• The request:
Please copy the items below word for word, leaving out the pictures.

• Supplied data:
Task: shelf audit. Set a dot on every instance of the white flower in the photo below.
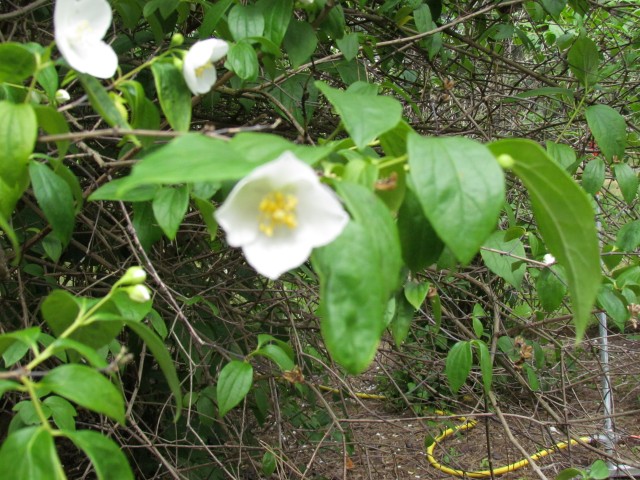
(79, 28)
(198, 68)
(62, 96)
(139, 293)
(279, 213)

• Full answer:
Task: shelf audit. Set a dot on every instance of the white flower in the photo below.
(79, 28)
(198, 68)
(62, 96)
(139, 293)
(279, 213)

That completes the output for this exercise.